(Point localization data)
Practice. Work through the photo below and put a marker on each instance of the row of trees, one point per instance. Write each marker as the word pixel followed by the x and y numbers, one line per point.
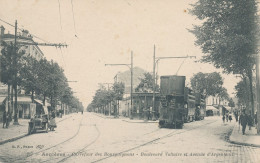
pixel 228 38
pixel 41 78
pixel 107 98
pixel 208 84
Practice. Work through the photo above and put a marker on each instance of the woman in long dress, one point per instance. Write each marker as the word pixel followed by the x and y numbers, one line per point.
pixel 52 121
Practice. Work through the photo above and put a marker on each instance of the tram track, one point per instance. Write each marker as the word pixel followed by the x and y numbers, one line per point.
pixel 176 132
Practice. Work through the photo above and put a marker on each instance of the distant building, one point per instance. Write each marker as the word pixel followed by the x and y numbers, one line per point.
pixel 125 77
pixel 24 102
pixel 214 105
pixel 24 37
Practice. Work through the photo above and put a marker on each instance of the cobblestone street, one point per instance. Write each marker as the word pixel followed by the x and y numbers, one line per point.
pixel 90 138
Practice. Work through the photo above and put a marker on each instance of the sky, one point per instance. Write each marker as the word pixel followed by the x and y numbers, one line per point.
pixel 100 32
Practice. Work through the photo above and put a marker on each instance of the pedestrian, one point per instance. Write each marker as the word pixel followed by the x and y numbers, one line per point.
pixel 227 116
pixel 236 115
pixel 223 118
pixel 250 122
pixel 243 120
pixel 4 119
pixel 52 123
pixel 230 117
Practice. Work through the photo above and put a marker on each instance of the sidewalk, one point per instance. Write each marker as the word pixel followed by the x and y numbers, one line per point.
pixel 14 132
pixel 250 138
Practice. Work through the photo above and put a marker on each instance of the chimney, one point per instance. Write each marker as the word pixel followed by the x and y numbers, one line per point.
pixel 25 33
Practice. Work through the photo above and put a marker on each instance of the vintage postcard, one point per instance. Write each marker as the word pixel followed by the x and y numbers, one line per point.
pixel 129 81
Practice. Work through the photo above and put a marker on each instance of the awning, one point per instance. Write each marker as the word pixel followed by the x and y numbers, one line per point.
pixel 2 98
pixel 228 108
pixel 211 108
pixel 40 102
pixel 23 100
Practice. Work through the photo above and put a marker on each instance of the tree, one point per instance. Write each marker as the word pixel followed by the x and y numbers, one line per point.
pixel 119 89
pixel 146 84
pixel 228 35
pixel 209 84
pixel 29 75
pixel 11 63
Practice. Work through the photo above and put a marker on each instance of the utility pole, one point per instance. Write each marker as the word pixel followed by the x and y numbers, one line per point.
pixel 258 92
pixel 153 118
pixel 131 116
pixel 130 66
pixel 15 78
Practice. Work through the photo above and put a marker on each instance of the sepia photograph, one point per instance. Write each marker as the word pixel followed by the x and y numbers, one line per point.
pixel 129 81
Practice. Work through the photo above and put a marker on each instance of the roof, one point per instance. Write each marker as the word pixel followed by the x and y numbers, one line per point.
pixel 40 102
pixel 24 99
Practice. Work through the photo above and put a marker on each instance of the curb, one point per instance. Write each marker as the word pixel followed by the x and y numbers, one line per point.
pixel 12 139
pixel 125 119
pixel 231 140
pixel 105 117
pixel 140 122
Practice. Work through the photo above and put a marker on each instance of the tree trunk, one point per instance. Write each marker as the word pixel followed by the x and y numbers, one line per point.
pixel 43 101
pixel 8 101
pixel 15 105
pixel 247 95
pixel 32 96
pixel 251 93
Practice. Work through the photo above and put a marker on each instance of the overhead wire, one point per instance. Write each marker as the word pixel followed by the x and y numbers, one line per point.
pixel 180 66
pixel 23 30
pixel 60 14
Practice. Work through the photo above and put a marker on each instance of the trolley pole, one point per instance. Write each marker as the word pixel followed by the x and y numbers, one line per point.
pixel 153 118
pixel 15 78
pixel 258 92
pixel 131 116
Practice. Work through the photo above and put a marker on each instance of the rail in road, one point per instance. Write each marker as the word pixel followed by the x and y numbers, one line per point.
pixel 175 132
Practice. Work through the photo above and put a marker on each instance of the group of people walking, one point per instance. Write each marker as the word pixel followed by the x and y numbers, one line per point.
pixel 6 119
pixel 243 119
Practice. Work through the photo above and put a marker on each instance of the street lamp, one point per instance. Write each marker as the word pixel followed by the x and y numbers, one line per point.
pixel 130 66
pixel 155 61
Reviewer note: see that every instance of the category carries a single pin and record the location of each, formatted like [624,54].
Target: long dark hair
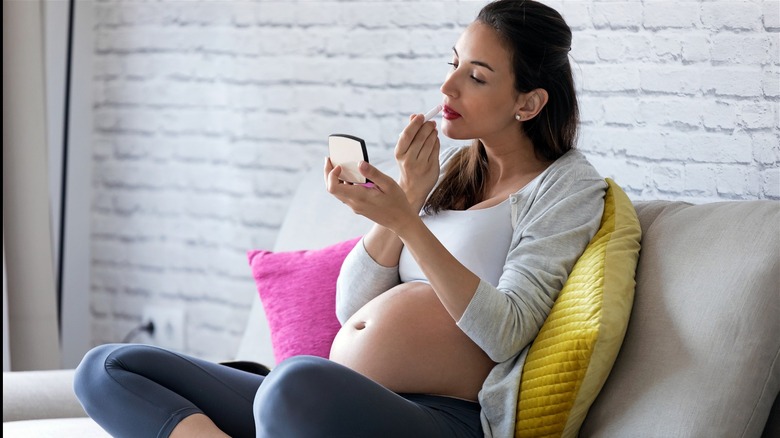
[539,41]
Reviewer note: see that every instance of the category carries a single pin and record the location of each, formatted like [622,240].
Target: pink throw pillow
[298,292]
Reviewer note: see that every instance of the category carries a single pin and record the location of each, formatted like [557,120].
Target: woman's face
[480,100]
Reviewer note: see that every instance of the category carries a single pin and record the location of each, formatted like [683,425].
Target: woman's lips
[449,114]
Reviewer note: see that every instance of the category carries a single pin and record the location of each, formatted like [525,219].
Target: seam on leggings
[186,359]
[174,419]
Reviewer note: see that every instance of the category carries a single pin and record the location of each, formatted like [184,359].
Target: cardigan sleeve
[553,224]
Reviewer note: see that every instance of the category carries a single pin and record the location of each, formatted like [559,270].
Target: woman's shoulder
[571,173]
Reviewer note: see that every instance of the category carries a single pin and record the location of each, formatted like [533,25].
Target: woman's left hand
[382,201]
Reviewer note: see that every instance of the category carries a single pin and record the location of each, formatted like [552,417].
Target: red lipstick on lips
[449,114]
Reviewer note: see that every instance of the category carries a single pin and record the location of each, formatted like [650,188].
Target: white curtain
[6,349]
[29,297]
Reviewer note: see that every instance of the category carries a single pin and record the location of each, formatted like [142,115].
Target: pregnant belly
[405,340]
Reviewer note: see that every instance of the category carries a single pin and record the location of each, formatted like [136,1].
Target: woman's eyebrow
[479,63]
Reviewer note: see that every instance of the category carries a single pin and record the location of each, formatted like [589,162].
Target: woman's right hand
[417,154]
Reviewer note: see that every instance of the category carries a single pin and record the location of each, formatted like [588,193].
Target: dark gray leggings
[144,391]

## Problem details
Restate the entries verbatim, without pictures.

## Response box
Practice. Work through the photo below and put a marker on each instance of the row of trees, one point per instance. Write each marker as the word pixel followed by the x and y numbers, one line per point.
pixel 228 38
pixel 41 78
pixel 107 98
pixel 208 84
Practice. Work through the photo above and put a marker on each instance of the woman in long dress, one point per instance. Write each marker as the word pixel followed by the x and y numbers, one line per point.
pixel 52 121
Practice. Work through the photo above and put a marker on each instance of the tram track, one point per instance. Write each marker as the word pixel followed by the x and y numbers, one line per point.
pixel 176 132
Practice. Work through the photo above and put a marker on each instance of the distant building, one point per instance. Write each marker as the word pixel followed by the x and y numbers, one line per point.
pixel 125 77
pixel 24 102
pixel 214 105
pixel 24 37
Practice. Work through the photo above and put a marker on each instance of the cobblestone street, one point per instance. Write each marker as the word pixel followed by the x and y numbers, one line per point.
pixel 90 138
Practice. Work through the photo above and put a marker on each instance of the sky, one point per instance. Write each marker as the word pixel followed by the x and y numbers, one line per point.
pixel 100 32
Practice. Work through the photo above and put a marker on each instance of the pedestrian, one point per instance. Write each marker as the word pixel followed by the x and y numbers, one line per point.
pixel 227 116
pixel 236 115
pixel 223 118
pixel 250 122
pixel 243 120
pixel 4 119
pixel 52 123
pixel 230 117
Practice. Work through the photo above and put a marker on each instance of the sidewalk, one point per instance. Write each marker as the word pixel followed by the x and y numbers, one line per point.
pixel 14 132
pixel 250 138
Practice. Work through the photo above and put a marker on each instance of the chimney, one point per instance. Write each marker as the word pixel followed by the x and y numbers, one line per point.
pixel 25 33
Practice. Work through the photo above and put a marker on each instance of the vintage postcard, one point per instance. Write each marker as the word pixel followed by the x and y numbers, one line per point.
pixel 129 81
Practice. Work through the photo above and put a marker on each instance of the awning, one point per instance. Write each marker as the word pixel followed by the x and y numbers, one line per point.
pixel 2 98
pixel 228 108
pixel 211 108
pixel 40 102
pixel 23 100
Practice. Work through the photo above and put a marker on each instance of the tree, one point per instance. Write each marker as the word pixel followed by the x and y numbers, one line per point.
pixel 119 89
pixel 146 84
pixel 228 35
pixel 209 84
pixel 29 75
pixel 11 63
Practice. Work through the photo above and put a marker on each instance of the utility pole, one point per instance. Write each marker as the word pixel followed by the x and y numbers, one line per point.
pixel 258 92
pixel 153 118
pixel 131 116
pixel 130 66
pixel 15 78
Practice. Work through the photo above and put a marker on each instance of the sepia photograph, one point per instance. Write each marker as the word pixel followed by the x and y numbers, one line per point.
pixel 129 81
Practice. Work through the photo above and put a marker on each instance of the roof, one point per instance. Write each marker as the word pixel followed by the x and y numbers, one line per point.
pixel 40 102
pixel 24 99
Practice. Work through the photo above and put a marker on each instance of the curb, one point per instance. Write each marker as the word pixel followed by the x and y numbers, one line per point.
pixel 12 139
pixel 125 119
pixel 231 140
pixel 105 117
pixel 140 122
Practice. Work through the photo above and put a marker on each instance of the tree trunk, one point per instance. Write each marker as the word pixel followed by the x and y numbers, one line per point.
pixel 43 101
pixel 8 101
pixel 15 105
pixel 247 95
pixel 32 96
pixel 251 93
Practice. Work through the photo above and put a marker on each instance of the overhead wire, one point per instance. Write each marker as the word pixel followed by the x and y numbers, one line per point.
pixel 180 66
pixel 23 30
pixel 60 14
Practice. Work through the photo above and put a marker on each instance of the trolley pole, one point per instance. Write each marker as the word pixel followed by the x and y numbers, one line per point.
pixel 153 118
pixel 15 78
pixel 258 92
pixel 131 116
Practice. Work through the photo above and put a marker on each instance of the rail in road, one point per instance. Write each marker as the word pixel followed by the x and y numbers, one line per point.
pixel 175 132
Practice. Work through the photo above and put a marker on each instance of the group of people walking, one point per instance. Write each marker as the word pixel followed by the x and y numbers, one line per point.
pixel 6 119
pixel 243 119
Practice. Work through the photo above and put a marker on each instance of the street lamp, one point per instance. Write each marker as the word pixel followed by the x and y numbers, one line per point.
pixel 130 66
pixel 155 61
Reviewer note: see that every instance of the category carries a single pin and record the location of each, formatted like [624,54].
Target: long dark hair
[539,41]
Reviewer note: see that every instance of the category carries a single pin and record the location of each, formatted like [622,240].
Target: pink throw pillow
[298,292]
Reviewer note: see that every instance of the category carries a single pin and record the location of each, formatted like [557,120].
Target: woman's face
[480,100]
Reviewer note: see that every instance of the category carries a single pin and record the location of each, formatted like [683,425].
Target: woman's lips
[449,114]
Reviewer note: see that every instance of the category carries a single pin and record the location of each, formatted like [525,219].
Target: seam on leggings
[186,359]
[174,419]
Reviewer note: see that every instance of the category carries a single pin and record the location of each, formatted like [184,359].
Target: cardigan sleeve
[553,224]
Reviewer note: see that every instance of the category carries a single pin and record the location of each, formatted like [559,270].
Target: woman's shoulder
[571,173]
Reviewer note: see that every instance of the category carries a single pin and record the location of each, formatted like [533,25].
Target: woman's left hand
[382,201]
Reviewer note: see that every instance of the category carries a single pin and record the location of each, formatted like [552,417].
Target: red lipstick on lips
[449,114]
Reviewer note: see that every instance of the category carries a single pin and record the location of each, formatted like [650,188].
Target: white curtain
[6,349]
[29,297]
Reviewer note: see that every instance of the category carries a single pin and record the location of each, formatted like [142,115].
Target: pregnant belly
[405,340]
Reviewer note: see that every instance of the category carries a single pin and record the location of each, formatted like [136,1].
Target: woman's eyebrow
[479,63]
Reviewer note: see that every instance of the category carries a single pin and record the location of each, formatted like [589,162].
Target: woman's right hand
[417,154]
Reviewer note: see that every instance of the category carries a single pin and record the location of each, formatted like [588,193].
Target: dark gray leggings
[144,391]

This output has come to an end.